* _To do_:
Give back the full listing that follows exactly as it reads.
== Source data ==
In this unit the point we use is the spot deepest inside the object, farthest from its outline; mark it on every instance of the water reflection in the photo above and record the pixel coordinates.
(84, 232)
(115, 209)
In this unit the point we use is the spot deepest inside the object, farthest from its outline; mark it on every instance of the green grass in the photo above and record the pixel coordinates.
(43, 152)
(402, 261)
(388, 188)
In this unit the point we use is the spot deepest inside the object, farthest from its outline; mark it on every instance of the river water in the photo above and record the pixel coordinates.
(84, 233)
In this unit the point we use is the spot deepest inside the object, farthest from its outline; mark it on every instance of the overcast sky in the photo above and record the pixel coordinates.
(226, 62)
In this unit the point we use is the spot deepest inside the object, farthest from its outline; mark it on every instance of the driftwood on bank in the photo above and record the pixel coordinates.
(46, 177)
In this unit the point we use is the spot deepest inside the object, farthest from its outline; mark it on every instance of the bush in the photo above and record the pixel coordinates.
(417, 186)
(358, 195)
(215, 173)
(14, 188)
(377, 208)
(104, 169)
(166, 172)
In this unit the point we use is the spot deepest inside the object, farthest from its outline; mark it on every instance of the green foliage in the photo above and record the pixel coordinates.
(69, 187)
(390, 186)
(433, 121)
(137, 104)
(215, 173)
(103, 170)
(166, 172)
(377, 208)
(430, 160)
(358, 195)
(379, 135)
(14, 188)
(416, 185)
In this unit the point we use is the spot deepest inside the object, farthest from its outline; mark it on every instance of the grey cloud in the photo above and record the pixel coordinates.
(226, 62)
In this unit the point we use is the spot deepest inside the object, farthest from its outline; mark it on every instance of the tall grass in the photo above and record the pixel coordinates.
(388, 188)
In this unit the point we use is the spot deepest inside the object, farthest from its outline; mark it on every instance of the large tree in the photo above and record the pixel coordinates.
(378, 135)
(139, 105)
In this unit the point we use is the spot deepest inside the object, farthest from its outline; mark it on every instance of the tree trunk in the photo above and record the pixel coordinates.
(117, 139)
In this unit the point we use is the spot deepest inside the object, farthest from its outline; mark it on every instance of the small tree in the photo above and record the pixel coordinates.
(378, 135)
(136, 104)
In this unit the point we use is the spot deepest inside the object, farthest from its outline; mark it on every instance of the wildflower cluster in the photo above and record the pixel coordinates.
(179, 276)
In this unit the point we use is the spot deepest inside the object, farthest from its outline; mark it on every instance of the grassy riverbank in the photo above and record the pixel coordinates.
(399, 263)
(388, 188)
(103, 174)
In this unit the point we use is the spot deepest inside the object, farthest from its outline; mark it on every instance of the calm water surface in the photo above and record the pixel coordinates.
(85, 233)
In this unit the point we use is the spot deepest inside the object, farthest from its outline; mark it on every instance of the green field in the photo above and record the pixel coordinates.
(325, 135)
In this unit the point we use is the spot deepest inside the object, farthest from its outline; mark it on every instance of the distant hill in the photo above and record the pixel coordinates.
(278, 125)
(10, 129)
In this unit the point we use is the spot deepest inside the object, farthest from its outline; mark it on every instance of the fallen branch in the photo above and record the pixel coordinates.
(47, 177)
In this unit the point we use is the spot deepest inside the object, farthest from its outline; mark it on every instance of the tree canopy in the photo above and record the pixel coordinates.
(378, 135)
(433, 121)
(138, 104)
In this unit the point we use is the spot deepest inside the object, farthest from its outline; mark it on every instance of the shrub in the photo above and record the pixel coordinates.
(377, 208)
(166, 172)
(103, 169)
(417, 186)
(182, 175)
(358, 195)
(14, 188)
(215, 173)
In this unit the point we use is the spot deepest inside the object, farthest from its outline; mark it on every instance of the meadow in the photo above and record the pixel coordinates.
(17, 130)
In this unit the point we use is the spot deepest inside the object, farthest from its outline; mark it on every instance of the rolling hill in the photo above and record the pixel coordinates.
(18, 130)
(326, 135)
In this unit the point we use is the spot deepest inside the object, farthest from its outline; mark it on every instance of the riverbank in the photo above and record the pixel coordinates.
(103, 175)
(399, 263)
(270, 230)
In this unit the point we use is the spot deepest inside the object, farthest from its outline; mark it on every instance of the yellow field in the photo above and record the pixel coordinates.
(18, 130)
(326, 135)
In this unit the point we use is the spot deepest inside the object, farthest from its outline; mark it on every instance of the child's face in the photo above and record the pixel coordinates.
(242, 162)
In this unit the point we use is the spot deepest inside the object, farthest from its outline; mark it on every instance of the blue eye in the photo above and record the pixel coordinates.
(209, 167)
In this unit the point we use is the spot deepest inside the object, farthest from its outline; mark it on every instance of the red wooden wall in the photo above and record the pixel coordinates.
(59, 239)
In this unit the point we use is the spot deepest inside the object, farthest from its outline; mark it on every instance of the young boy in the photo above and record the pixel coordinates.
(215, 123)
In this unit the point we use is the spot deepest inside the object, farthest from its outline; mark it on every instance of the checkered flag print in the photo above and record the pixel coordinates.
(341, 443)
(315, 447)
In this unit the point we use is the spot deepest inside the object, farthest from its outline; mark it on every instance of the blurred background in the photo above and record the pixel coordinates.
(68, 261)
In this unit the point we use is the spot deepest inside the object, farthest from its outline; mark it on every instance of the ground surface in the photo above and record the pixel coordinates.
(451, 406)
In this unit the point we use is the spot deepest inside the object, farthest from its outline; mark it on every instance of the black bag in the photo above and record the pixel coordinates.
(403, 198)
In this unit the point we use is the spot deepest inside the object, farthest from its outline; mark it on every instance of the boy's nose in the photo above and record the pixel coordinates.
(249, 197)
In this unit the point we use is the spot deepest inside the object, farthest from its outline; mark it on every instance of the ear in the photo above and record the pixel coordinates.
===
* _Your solution_:
In this unit the point we use is the spot deepest inside the object, farthest from its outline; mark it on every instance of the water reflection in the photo above and record the pixel coordinates.
(84, 232)
(115, 209)
In this unit the point we use is the spot deepest inside the object, farthest from its outline; mark it on every instance of the green grass in the photo above and record the pixel coordinates.
(43, 152)
(402, 261)
(388, 188)
In this unit the point we use is the spot deepest inside the object, farthest from its outline; mark it on every instance of the river water in the photo above and record the pixel coordinates.
(84, 233)
In this unit the point we use is the spot deepest inside the object, farthest from its outline; mark it on every instance of the overcast sky in the photo above and record the pixel coordinates.
(226, 62)
In this unit the point we use is the spot deepest inside the object, farthest from its outline; mark it on every instance of the driftwood on bank in the photo above and record the pixel coordinates.
(46, 177)
In this unit the point we use is the spot deepest inside the object, farthest from its outline; mark it on every instance of the bush in the photo above and record the pixel coordinates.
(417, 186)
(358, 195)
(215, 173)
(14, 188)
(377, 208)
(104, 169)
(166, 172)
In this unit the point we use is the spot deepest inside the object, farthest from its outline; mark it on every instance of the green foliage in the photo above and record the pixel coordinates.
(69, 187)
(390, 186)
(433, 121)
(137, 104)
(215, 173)
(103, 170)
(166, 172)
(377, 208)
(430, 160)
(358, 195)
(379, 135)
(14, 188)
(416, 185)
In this unit the point we use is the spot deepest inside the object, farthest from its outline; mark it on every instance of the grey cloud in the photo above and record the pixel coordinates.
(226, 62)
In this unit the point we use is the spot deepest inside the object, farthest from its outline; mark it on every instance of the tall grass in the photo above and record the pixel coordinates.
(388, 188)
In this unit the point we use is the spot deepest inside the object, farthest from its outline; mark it on every instance of the large tree in the photo above and record the pixel coordinates.
(378, 135)
(139, 105)
In this unit the point we use is the spot deepest inside the object, farthest from its outline; mark it on every instance of the tree trunk in the photo above and record the pixel coordinates.
(117, 139)
In this unit the point we use is the spot deepest inside the object, farthest from its outline; mark it on every instance of the small tree in the photo above and record the pixel coordinates.
(378, 135)
(136, 104)
In this unit the point we use is the spot deepest inside the object, farthest from its outline; mark it on every instance of the wildflower cluster in the photo above and record the pixel coordinates.
(179, 276)
In this unit the point we use is the spot deepest inside the object, farthest from its outline; mark it on every instance of the grassy riverbank in the photo above and record the pixel coordinates.
(399, 263)
(388, 188)
(103, 174)
In this unit the point we use is the spot deepest inside the object, farthest from its outline; mark it on every instance of the calm water surface in the photo above and record the pixel coordinates.
(85, 233)
In this unit the point we use is the spot deepest inside the object, farthest from its outline; mark it on every instance of the green field in the photo above and record the pixel coordinates.
(325, 135)
In this unit the point we use is the spot deepest inside the object, farthest from its outline; mark it on every instance of the distant hill in the photo above and record the pixel coordinates.
(278, 125)
(10, 129)
In this unit the point we use is the spot deepest inside the object, farthest from its outline; mark it on every instance of the fallen branch in the photo above and record the pixel coordinates.
(47, 177)
In this unit the point we use is the spot deepest inside the object, farthest from its outline; mark it on every instance of the tree canopy in the photo above and record the pixel coordinates.
(378, 135)
(433, 121)
(138, 104)
In this unit the point we use is the spot deepest inside the object, farthest from its outline; mark it on every instance of the shrub in the photo above and record the pixel coordinates.
(377, 208)
(166, 172)
(103, 169)
(417, 186)
(182, 175)
(358, 195)
(14, 188)
(215, 173)
In this unit the point we use is the spot deepest inside the object, farthest from its outline; mark it on every instance of the meadow in the photo above and record the pixel coordinates.
(17, 130)
In this unit the point we use is the spot deepest inside the object, farthest from its outline; mark it on every instance of the rolling hill in the photo above and record the pixel coordinates.
(18, 130)
(326, 135)
In this unit the point we use is the spot deepest inside the object, farthest from its outline; mark it on every instance of the riverbank in the photo above and record the pixel coordinates.
(103, 175)
(399, 263)
(270, 230)
In this unit the point we use is the spot deepest inside the object, farthest from its outline; mark it on every instance of the yellow field in the photo above and record the pixel coordinates.
(18, 130)
(326, 135)
In this unit the point we use is the spot deepest inside the object, farthest from its outline; mark it on every instance of the child's face in the photo above and record the pixel coordinates.
(242, 162)
In this unit the point we use is the spot deepest inside the object, farthest from its outline; mark it on every instance of the blue eye in the photo above and record the pixel coordinates.
(209, 167)
In this unit the point we use is the spot deepest inside the object, farthest from its outline; mark it on every instance of the red wooden wall in the photo above and record the pixel coordinates.
(59, 239)
In this unit the point we use is the spot deepest inside the object, farthest from its outline; mark it on every instance of the young boy in the photo above and record the pixel coordinates.
(215, 123)
In this unit the point we use is the spot deepest inside the object, farthest from its outline; mark it on every instance of the checkered flag print in the photo above and record the pixel coordinates.
(341, 443)
(315, 447)
In this unit the point we use is the spot deepest inside the object, farthest from its outline; mark it on every instance of the blurred background in the photo above and record the pixel coordinates.
(68, 261)
In this unit the point we use is the spot deepest inside the object, farthest from its outline; mark it on every instance of the ground surface in the photo above and record the pixel coordinates.
(451, 406)
In this unit the point we use is the spot deepest inside the object, farthest from its outline; mark it on every instance of the black bag in the photo above and record the pixel coordinates.
(403, 198)
In this unit the point we use is the spot deepest inside the object, farthest from its outline; mark it on every instance of the boy's nose in the photo above and record the pixel coordinates.
(249, 197)
In this unit the point we use is the spot deepest inside the object, farthest from its outline; mark it on every instance of the ear in the photo above and record the pixel coordinates.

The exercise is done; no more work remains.